TO BE DONE | Return each line of the data below that contains the string "Target". Case counts.

ENTRIES SHOWN |
· · ·

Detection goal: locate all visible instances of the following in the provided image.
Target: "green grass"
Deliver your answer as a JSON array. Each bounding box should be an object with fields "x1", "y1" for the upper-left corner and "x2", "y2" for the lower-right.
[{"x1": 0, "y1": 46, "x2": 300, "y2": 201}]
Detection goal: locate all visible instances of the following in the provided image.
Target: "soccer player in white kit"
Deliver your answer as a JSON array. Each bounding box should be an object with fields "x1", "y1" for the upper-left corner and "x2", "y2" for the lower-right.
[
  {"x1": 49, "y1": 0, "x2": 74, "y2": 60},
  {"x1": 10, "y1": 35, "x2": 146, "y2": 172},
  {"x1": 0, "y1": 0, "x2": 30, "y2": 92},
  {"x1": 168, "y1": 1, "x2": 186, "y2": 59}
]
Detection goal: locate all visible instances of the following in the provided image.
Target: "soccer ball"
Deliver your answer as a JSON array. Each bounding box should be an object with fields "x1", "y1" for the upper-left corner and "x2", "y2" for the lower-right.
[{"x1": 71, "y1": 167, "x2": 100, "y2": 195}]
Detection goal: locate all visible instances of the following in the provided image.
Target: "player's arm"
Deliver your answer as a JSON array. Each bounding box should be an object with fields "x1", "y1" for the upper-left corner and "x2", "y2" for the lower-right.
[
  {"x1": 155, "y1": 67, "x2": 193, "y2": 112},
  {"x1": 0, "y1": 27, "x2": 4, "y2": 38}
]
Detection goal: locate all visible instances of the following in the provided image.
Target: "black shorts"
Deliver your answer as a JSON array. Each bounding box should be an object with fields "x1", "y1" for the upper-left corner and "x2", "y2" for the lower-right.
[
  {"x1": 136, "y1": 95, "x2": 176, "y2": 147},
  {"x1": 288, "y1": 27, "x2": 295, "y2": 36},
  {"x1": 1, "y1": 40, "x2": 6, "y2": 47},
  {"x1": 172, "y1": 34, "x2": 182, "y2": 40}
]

· · ·

COMPLETE RESPONSE |
Target: "green grass"
Target: "soccer player in white kit"
Target: "soccer ball"
Target: "player's arm"
Target: "black shorts"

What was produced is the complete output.